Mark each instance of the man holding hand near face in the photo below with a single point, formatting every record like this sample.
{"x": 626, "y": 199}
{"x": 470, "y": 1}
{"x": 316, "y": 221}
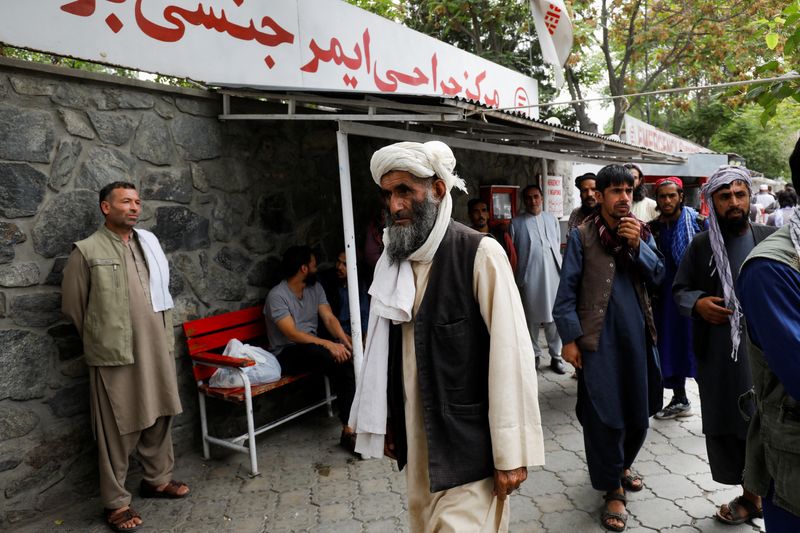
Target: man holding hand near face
{"x": 603, "y": 315}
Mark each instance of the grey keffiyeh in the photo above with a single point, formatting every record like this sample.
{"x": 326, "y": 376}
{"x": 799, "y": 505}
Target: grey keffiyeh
{"x": 726, "y": 175}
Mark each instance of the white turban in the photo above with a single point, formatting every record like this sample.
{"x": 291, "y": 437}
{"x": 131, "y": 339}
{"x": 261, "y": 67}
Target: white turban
{"x": 424, "y": 161}
{"x": 421, "y": 160}
{"x": 393, "y": 291}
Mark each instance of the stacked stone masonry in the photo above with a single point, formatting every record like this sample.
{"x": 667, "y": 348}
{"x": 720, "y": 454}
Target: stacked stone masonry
{"x": 224, "y": 198}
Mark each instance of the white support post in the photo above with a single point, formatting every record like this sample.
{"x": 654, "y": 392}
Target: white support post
{"x": 350, "y": 250}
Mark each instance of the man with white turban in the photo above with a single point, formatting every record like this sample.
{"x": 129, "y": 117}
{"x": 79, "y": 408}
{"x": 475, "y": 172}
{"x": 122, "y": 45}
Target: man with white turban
{"x": 703, "y": 290}
{"x": 769, "y": 289}
{"x": 448, "y": 386}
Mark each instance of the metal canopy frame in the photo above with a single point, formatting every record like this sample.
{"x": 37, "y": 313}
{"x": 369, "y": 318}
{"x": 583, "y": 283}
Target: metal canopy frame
{"x": 459, "y": 123}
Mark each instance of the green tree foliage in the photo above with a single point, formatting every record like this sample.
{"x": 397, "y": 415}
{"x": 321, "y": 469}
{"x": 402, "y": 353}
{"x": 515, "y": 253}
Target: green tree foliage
{"x": 498, "y": 30}
{"x": 766, "y": 148}
{"x": 781, "y": 39}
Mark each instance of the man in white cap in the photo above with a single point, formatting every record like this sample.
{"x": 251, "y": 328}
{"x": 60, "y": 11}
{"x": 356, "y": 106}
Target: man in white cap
{"x": 703, "y": 290}
{"x": 448, "y": 386}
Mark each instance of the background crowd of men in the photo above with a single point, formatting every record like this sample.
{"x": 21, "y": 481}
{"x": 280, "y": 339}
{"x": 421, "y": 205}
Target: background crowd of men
{"x": 647, "y": 294}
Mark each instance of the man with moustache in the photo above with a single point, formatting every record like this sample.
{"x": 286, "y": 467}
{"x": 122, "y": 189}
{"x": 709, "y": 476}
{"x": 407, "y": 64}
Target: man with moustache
{"x": 769, "y": 289}
{"x": 673, "y": 230}
{"x": 478, "y": 213}
{"x": 643, "y": 208}
{"x": 603, "y": 315}
{"x": 448, "y": 387}
{"x": 704, "y": 290}
{"x": 116, "y": 292}
{"x": 537, "y": 239}
{"x": 292, "y": 310}
{"x": 585, "y": 183}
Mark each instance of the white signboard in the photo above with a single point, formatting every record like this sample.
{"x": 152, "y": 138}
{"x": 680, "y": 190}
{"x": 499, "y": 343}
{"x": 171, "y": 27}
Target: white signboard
{"x": 554, "y": 196}
{"x": 643, "y": 134}
{"x": 282, "y": 44}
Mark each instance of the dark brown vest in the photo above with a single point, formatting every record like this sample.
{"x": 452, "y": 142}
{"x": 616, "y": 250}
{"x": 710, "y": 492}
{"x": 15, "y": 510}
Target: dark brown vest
{"x": 599, "y": 268}
{"x": 451, "y": 343}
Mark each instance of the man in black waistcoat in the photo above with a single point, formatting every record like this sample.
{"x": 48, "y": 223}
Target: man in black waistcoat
{"x": 448, "y": 346}
{"x": 704, "y": 290}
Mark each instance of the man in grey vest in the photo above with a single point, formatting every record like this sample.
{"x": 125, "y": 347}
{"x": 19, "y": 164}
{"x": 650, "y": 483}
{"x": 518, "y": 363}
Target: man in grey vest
{"x": 603, "y": 315}
{"x": 116, "y": 292}
{"x": 703, "y": 290}
{"x": 769, "y": 289}
{"x": 448, "y": 356}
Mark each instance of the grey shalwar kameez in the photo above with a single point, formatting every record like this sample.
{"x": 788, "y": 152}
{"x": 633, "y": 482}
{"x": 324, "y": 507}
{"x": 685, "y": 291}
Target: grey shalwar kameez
{"x": 132, "y": 405}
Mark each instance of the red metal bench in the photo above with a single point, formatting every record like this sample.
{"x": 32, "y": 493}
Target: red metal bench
{"x": 213, "y": 333}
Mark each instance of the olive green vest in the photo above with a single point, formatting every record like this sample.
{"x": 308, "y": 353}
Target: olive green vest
{"x": 773, "y": 439}
{"x": 107, "y": 333}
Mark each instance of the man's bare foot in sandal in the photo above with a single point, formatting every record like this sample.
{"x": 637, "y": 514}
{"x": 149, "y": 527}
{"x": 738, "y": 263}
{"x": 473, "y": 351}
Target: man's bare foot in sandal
{"x": 741, "y": 509}
{"x": 123, "y": 519}
{"x": 615, "y": 516}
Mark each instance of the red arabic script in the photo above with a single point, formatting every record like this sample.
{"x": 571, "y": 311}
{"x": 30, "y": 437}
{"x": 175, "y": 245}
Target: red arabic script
{"x": 551, "y": 18}
{"x": 178, "y": 17}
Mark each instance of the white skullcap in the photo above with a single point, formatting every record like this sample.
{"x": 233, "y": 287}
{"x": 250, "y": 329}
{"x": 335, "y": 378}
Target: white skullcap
{"x": 421, "y": 160}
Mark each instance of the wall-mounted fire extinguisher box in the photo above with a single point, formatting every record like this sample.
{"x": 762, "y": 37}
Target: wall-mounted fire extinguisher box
{"x": 502, "y": 202}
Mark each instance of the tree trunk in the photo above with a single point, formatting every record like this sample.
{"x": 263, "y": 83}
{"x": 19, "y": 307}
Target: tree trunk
{"x": 584, "y": 122}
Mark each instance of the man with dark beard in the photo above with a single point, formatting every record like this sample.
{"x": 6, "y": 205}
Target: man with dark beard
{"x": 704, "y": 290}
{"x": 603, "y": 315}
{"x": 292, "y": 311}
{"x": 673, "y": 230}
{"x": 585, "y": 183}
{"x": 643, "y": 208}
{"x": 448, "y": 387}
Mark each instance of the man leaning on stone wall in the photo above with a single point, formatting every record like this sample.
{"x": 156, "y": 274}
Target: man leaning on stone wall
{"x": 116, "y": 292}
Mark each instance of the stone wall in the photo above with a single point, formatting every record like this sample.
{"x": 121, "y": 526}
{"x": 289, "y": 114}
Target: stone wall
{"x": 225, "y": 199}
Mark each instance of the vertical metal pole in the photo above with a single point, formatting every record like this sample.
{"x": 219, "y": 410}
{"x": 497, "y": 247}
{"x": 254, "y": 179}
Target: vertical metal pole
{"x": 350, "y": 251}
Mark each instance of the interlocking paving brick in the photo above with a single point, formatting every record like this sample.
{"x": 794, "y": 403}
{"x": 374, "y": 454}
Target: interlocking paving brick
{"x": 683, "y": 464}
{"x": 673, "y": 486}
{"x": 389, "y": 525}
{"x": 553, "y": 503}
{"x": 576, "y": 521}
{"x": 700, "y": 507}
{"x": 373, "y": 485}
{"x": 572, "y": 478}
{"x": 540, "y": 483}
{"x": 344, "y": 491}
{"x": 378, "y": 506}
{"x": 660, "y": 515}
{"x": 335, "y": 512}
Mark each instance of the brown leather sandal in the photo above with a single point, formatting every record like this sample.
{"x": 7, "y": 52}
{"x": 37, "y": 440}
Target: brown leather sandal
{"x": 146, "y": 490}
{"x": 115, "y": 518}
.....
_Exercise directions_
Go through the material above and print all of it exactly, except the pictures.

_Output below_
Mark each instance of the man holding hand near face in the photo below with a single point, formatting every record like this sample.
{"x": 626, "y": 199}
{"x": 470, "y": 1}
{"x": 316, "y": 221}
Target: man holding hand near face
{"x": 603, "y": 315}
Mark each instance of the grey keffiyeh in the photo above with a single point, formatting every record like this sample.
{"x": 326, "y": 376}
{"x": 799, "y": 505}
Target: grey keffiyeh
{"x": 726, "y": 175}
Mark each instance of the white turban in the photo above with a single point, formatting every record like this sample.
{"x": 291, "y": 437}
{"x": 131, "y": 339}
{"x": 261, "y": 67}
Target: white turban
{"x": 424, "y": 161}
{"x": 421, "y": 160}
{"x": 393, "y": 291}
Mark each instance of the stacked stone masonry in the photo above with a single point, formatting every record like this sample.
{"x": 667, "y": 348}
{"x": 720, "y": 454}
Target: stacked stone masonry
{"x": 224, "y": 198}
Mark each instance of the white support post in the photo above with a single point, formatting every record like this sample.
{"x": 654, "y": 392}
Target: white support post
{"x": 350, "y": 250}
Mark each instance of the man with white turban in the photo above with a single point, formatting every record like this sample.
{"x": 129, "y": 117}
{"x": 79, "y": 408}
{"x": 475, "y": 172}
{"x": 122, "y": 45}
Target: man with white turban
{"x": 703, "y": 290}
{"x": 769, "y": 289}
{"x": 448, "y": 386}
Mark each instance of the metal canopy frame in the photo above with a single point, formatting every record like this sample.
{"x": 37, "y": 313}
{"x": 369, "y": 318}
{"x": 583, "y": 283}
Target: metal canopy frame
{"x": 459, "y": 123}
Mark each instance of the green tree foliage in the photo above with a single point, formatting every record like this sample.
{"x": 397, "y": 415}
{"x": 321, "y": 469}
{"x": 402, "y": 353}
{"x": 515, "y": 253}
Target: green tree foliage
{"x": 498, "y": 30}
{"x": 766, "y": 148}
{"x": 781, "y": 39}
Mark each instance of the man in white cap in the photo above with a single point, formatting every record like this sample.
{"x": 251, "y": 328}
{"x": 60, "y": 11}
{"x": 356, "y": 106}
Target: man in white cap
{"x": 703, "y": 290}
{"x": 448, "y": 386}
Mark each instance of the background crowd of men in the photo above with a single point, formatting every record like this sample.
{"x": 21, "y": 481}
{"x": 280, "y": 339}
{"x": 421, "y": 205}
Target: background crowd of men
{"x": 647, "y": 294}
Mark each instance of the man with moustache in the photo above with a single point, formatting every record like this sample.
{"x": 286, "y": 467}
{"x": 122, "y": 189}
{"x": 709, "y": 476}
{"x": 407, "y": 64}
Target: man with moustache
{"x": 769, "y": 289}
{"x": 673, "y": 230}
{"x": 478, "y": 213}
{"x": 643, "y": 208}
{"x": 603, "y": 315}
{"x": 448, "y": 387}
{"x": 704, "y": 290}
{"x": 116, "y": 292}
{"x": 537, "y": 239}
{"x": 292, "y": 310}
{"x": 585, "y": 183}
Mark each instance of the white signboard in the photo above with a single point, formatting every record like this sample.
{"x": 152, "y": 138}
{"x": 680, "y": 190}
{"x": 499, "y": 343}
{"x": 171, "y": 27}
Target: white signboard
{"x": 554, "y": 196}
{"x": 643, "y": 134}
{"x": 282, "y": 44}
Mark each instance of the dark brown vest in the photo above with a single point, formatting every record like this sample.
{"x": 452, "y": 142}
{"x": 616, "y": 250}
{"x": 710, "y": 492}
{"x": 15, "y": 510}
Target: dark brown vest
{"x": 599, "y": 268}
{"x": 451, "y": 343}
Mark each instance of the man in black waistcoat in the photo above with a single point, formatting every record like this sample.
{"x": 48, "y": 223}
Target: man in black waistcoat
{"x": 448, "y": 346}
{"x": 704, "y": 290}
Mark each instance of the man in grey vest in the photo above with a single point, formatting every record like this sample.
{"x": 125, "y": 347}
{"x": 19, "y": 164}
{"x": 650, "y": 483}
{"x": 518, "y": 363}
Target: man in grey vest
{"x": 603, "y": 315}
{"x": 116, "y": 292}
{"x": 703, "y": 290}
{"x": 769, "y": 289}
{"x": 448, "y": 356}
Mark each instance of the grey shalwar kameez in the photo above with a single point, formatting every record like this sample.
{"x": 788, "y": 152}
{"x": 633, "y": 482}
{"x": 324, "y": 507}
{"x": 685, "y": 291}
Target: grey shalwar kameez
{"x": 132, "y": 405}
Mark each instance of the red metal bench in the photo above with a single point, formatting every record like this sample.
{"x": 32, "y": 493}
Target: red metal bench
{"x": 213, "y": 333}
Mark each instance of the olive green vest in the photo above with a single point, formatting every record like this sample.
{"x": 308, "y": 353}
Target: olive green vest
{"x": 773, "y": 439}
{"x": 107, "y": 333}
Mark each instance of the man's bare foot in sandal in the photo above with a single point, formatting every record like this sample.
{"x": 637, "y": 514}
{"x": 149, "y": 527}
{"x": 738, "y": 263}
{"x": 473, "y": 351}
Target: man's bare foot in sandal
{"x": 741, "y": 509}
{"x": 123, "y": 519}
{"x": 615, "y": 516}
Mark each instance of the red arabic script in the photo above with a single point, formatting every record like this sample.
{"x": 571, "y": 311}
{"x": 30, "y": 437}
{"x": 175, "y": 245}
Target: red arabic script
{"x": 551, "y": 18}
{"x": 178, "y": 17}
Mark each instance of the white skullcap in the photo above with a single point, formatting every record like this sample.
{"x": 233, "y": 287}
{"x": 250, "y": 329}
{"x": 335, "y": 378}
Target: white skullcap
{"x": 421, "y": 160}
Mark each instance of the wall-mounted fire extinguisher box in the photo above with a single point, formatting every record like this sample.
{"x": 762, "y": 37}
Target: wall-mounted fire extinguisher box
{"x": 502, "y": 202}
Mark each instance of the tree trunk in the photo above with a single point, formatting every record like this sample.
{"x": 263, "y": 83}
{"x": 19, "y": 307}
Target: tree trunk
{"x": 584, "y": 122}
Mark each instance of the man with dark beard in the photo above with a single point, formatting every record like this sample.
{"x": 6, "y": 205}
Target: man with dark beard
{"x": 704, "y": 290}
{"x": 603, "y": 315}
{"x": 292, "y": 311}
{"x": 673, "y": 230}
{"x": 585, "y": 183}
{"x": 643, "y": 208}
{"x": 448, "y": 387}
Mark each instance of the man leaning on stone wall in the photo above with a single point, formatting every record like this sample.
{"x": 156, "y": 274}
Target: man leaning on stone wall
{"x": 116, "y": 292}
Mark each instance of the stone wall in the photo above with a single point, formatting every record like this sample.
{"x": 121, "y": 526}
{"x": 289, "y": 114}
Target: stone wall
{"x": 225, "y": 199}
Mark each instance of the vertical metal pole in the photo above with a single point, formatting every record like this sample.
{"x": 219, "y": 410}
{"x": 497, "y": 247}
{"x": 254, "y": 179}
Target: vertical metal pole
{"x": 350, "y": 251}
Mark each instance of the interlocking paving brick in the photo above with a single point, formatting every record like this sample.
{"x": 794, "y": 403}
{"x": 374, "y": 454}
Target: interlocking paving brick
{"x": 683, "y": 464}
{"x": 673, "y": 486}
{"x": 389, "y": 525}
{"x": 553, "y": 503}
{"x": 576, "y": 521}
{"x": 700, "y": 507}
{"x": 373, "y": 485}
{"x": 572, "y": 478}
{"x": 540, "y": 483}
{"x": 344, "y": 491}
{"x": 378, "y": 506}
{"x": 660, "y": 515}
{"x": 335, "y": 512}
Mark each instance of the brown leather sandal in the photo above with a single point, formatting every record like this sample.
{"x": 7, "y": 52}
{"x": 37, "y": 440}
Target: brown leather sandal
{"x": 146, "y": 490}
{"x": 115, "y": 518}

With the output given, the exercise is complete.